* **Given instruction**:
Copy the listing below line for line, changing nothing.

###

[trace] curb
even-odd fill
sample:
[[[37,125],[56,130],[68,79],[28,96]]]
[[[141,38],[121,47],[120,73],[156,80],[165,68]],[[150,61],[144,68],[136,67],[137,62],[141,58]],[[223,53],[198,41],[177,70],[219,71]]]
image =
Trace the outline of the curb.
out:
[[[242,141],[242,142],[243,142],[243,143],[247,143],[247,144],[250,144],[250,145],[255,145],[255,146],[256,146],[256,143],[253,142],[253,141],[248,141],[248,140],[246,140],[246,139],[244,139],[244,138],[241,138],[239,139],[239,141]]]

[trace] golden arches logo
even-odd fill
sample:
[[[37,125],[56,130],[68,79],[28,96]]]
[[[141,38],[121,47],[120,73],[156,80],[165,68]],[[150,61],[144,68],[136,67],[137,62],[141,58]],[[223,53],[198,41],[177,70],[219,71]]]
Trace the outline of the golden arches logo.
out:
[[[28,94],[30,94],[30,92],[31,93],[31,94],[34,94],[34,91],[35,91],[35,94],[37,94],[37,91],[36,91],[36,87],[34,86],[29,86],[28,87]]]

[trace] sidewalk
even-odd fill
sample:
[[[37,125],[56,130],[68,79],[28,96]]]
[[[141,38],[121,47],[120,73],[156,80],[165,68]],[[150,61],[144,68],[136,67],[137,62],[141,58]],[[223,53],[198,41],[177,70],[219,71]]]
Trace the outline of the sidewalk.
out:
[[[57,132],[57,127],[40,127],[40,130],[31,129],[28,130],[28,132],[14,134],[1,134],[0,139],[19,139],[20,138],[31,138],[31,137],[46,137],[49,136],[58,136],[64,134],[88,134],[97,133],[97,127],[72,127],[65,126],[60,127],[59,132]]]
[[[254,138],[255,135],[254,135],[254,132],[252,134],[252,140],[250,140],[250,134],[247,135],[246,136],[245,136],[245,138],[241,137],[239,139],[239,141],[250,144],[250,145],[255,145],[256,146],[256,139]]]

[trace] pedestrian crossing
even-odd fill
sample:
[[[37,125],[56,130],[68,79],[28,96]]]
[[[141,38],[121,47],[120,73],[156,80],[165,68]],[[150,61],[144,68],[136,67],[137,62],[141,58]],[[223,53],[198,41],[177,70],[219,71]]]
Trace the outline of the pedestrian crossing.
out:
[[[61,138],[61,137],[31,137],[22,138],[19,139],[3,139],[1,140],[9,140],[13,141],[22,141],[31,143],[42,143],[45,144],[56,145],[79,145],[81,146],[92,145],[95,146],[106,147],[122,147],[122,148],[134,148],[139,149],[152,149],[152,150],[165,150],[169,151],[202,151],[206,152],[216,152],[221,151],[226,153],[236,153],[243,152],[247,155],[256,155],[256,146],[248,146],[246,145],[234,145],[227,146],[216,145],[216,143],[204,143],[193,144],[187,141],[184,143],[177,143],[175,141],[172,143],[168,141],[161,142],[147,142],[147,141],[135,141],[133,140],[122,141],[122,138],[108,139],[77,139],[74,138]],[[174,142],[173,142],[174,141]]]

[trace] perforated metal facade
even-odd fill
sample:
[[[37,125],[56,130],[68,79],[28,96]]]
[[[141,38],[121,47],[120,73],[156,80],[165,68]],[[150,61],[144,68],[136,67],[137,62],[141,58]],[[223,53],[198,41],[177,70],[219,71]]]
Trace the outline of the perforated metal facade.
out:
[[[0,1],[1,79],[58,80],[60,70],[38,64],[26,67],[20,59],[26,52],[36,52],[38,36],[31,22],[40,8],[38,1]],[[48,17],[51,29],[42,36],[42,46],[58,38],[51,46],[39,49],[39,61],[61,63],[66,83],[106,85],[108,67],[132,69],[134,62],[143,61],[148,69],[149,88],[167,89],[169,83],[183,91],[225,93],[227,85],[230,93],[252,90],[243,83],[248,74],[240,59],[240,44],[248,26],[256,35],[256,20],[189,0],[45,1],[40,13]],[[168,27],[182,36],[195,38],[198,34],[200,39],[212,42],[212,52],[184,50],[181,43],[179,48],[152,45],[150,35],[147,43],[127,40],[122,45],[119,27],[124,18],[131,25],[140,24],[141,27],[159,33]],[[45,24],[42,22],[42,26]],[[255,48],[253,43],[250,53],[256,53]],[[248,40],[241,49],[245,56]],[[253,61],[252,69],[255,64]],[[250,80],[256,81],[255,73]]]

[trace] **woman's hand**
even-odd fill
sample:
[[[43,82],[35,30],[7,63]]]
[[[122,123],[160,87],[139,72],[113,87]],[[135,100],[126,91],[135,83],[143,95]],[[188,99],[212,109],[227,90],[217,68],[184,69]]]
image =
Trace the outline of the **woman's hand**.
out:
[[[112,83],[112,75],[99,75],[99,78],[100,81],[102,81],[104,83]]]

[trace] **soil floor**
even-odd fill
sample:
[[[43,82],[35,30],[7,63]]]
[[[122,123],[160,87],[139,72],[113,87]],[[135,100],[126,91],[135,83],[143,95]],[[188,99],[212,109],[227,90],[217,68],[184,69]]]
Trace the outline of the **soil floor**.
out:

###

* **Exercise output**:
[trace] curb
even-odd fill
sample:
[[[37,125],[56,130],[68,79],[28,96]]]
[[[141,38],[121,47],[120,73],[156,80],[165,68]],[[150,61],[144,68],[136,67],[137,62],[141,58]],[[223,53],[198,41],[177,70],[219,71]]]
image =
Trace the outline of the curb.
out:
[[[242,141],[242,142],[243,142],[243,143],[247,143],[247,144],[250,144],[250,145],[255,145],[255,146],[256,146],[256,143],[253,142],[253,141],[248,141],[248,140],[246,140],[246,139],[244,139],[244,138],[241,138],[239,139],[239,141]]]

[trace] golden arches logo
even-odd fill
sample:
[[[37,125],[56,130],[68,79],[28,96]]]
[[[141,38],[121,47],[120,73],[156,80],[165,68]],[[150,61],[144,68],[136,67],[137,62],[141,58]],[[223,53],[198,41],[177,70],[219,71]]]
Trace the outline of the golden arches logo.
out:
[[[28,94],[30,94],[30,92],[31,93],[31,94],[34,94],[34,91],[35,91],[35,94],[37,94],[37,91],[36,91],[36,87],[34,86],[29,86],[28,87]]]

[trace] sidewalk
even-odd fill
sample:
[[[37,125],[56,130],[68,79],[28,96]]]
[[[141,38],[121,47],[120,73],[156,80],[165,68]],[[150,61],[144,68],[136,67],[137,62],[141,58]],[[223,53],[198,41],[177,70],[219,71]]]
Trace the outline of the sidewalk.
out:
[[[57,132],[57,127],[40,127],[40,130],[31,129],[28,130],[28,132],[14,134],[1,134],[0,139],[19,139],[20,138],[31,138],[31,137],[46,137],[49,136],[58,136],[64,134],[88,134],[97,133],[97,127],[72,127],[65,126],[60,127],[59,132]]]
[[[254,138],[255,135],[254,135],[254,132],[252,134],[252,140],[250,140],[250,134],[247,135],[246,136],[245,136],[245,138],[241,137],[239,139],[239,141],[250,144],[250,145],[255,145],[256,146],[256,139]]]

[trace] pedestrian crossing
even-odd fill
sample:
[[[37,125],[56,130],[68,79],[28,96]]]
[[[141,38],[121,47],[120,73],[156,80],[165,68]],[[150,61],[144,68],[136,67],[137,62],[141,58]],[[223,53],[198,41],[177,70],[219,71]]]
Trace the outline of the pedestrian crossing.
out:
[[[61,138],[61,137],[31,137],[22,138],[19,139],[3,139],[1,140],[9,140],[13,141],[22,141],[31,143],[42,143],[45,144],[56,145],[79,145],[81,146],[92,145],[95,146],[106,147],[122,147],[122,148],[134,148],[139,149],[152,149],[152,150],[165,150],[169,151],[202,151],[206,152],[216,152],[221,151],[226,153],[236,153],[243,152],[247,155],[256,155],[256,146],[248,146],[246,145],[234,145],[227,146],[216,145],[216,143],[204,143],[193,144],[187,141],[184,143],[177,143],[175,141],[172,143],[168,141],[161,142],[147,142],[147,141],[135,141],[133,140],[122,141],[122,138],[108,139],[77,139],[74,138]],[[174,142],[173,142],[174,141]]]

[trace] perforated metal facade
even-odd fill
sample:
[[[37,125],[56,130],[68,79],[28,96]]]
[[[141,38],[121,47],[120,73],[156,80],[165,68]],[[150,61],[144,68],[136,67],[137,62],[141,58]],[[223,53],[198,41],[177,70],[219,71]]]
Trace the outline of the perforated metal facade.
out:
[[[0,1],[1,79],[58,80],[60,70],[38,64],[26,67],[20,59],[26,52],[36,52],[38,36],[31,22],[40,8],[38,1]],[[48,17],[51,29],[42,36],[42,46],[58,38],[51,46],[39,49],[39,61],[61,63],[66,83],[106,85],[108,67],[132,69],[134,62],[143,61],[148,69],[149,88],[167,89],[169,83],[183,91],[225,93],[227,85],[230,93],[252,90],[243,83],[248,74],[240,59],[240,44],[248,26],[256,35],[256,20],[189,0],[45,1],[40,13]],[[168,27],[182,36],[195,38],[198,34],[200,39],[212,42],[212,52],[184,50],[181,43],[179,48],[152,45],[150,35],[147,43],[127,40],[122,45],[119,27],[124,18],[131,25],[140,24],[141,27],[159,33]],[[45,24],[42,22],[42,26]],[[255,48],[253,43],[250,53],[256,53]],[[248,40],[241,49],[245,56]],[[253,61],[252,69],[255,64]],[[250,80],[256,81],[255,73]]]

[trace] **woman's hand**
even-odd fill
sample:
[[[43,82],[35,30],[7,63]]]
[[[122,123],[160,87],[139,72],[113,87]],[[135,100],[126,91],[135,83],[143,95]],[[188,99],[212,109],[227,90],[217,68],[184,69]]]
image =
Trace the outline of the **woman's hand**.
out:
[[[112,83],[112,75],[99,75],[99,78],[100,81],[102,81],[104,83]]]

[trace] **soil floor**
even-odd fill
sample:
[[[43,82],[35,30],[7,63]]]
[[[122,123],[160,87],[139,72],[113,87]],[[135,100],[126,91],[135,83],[143,95]],[[188,99],[212,109],[227,90],[217,68],[184,69]]]
Trace the outline of the **soil floor**.
out:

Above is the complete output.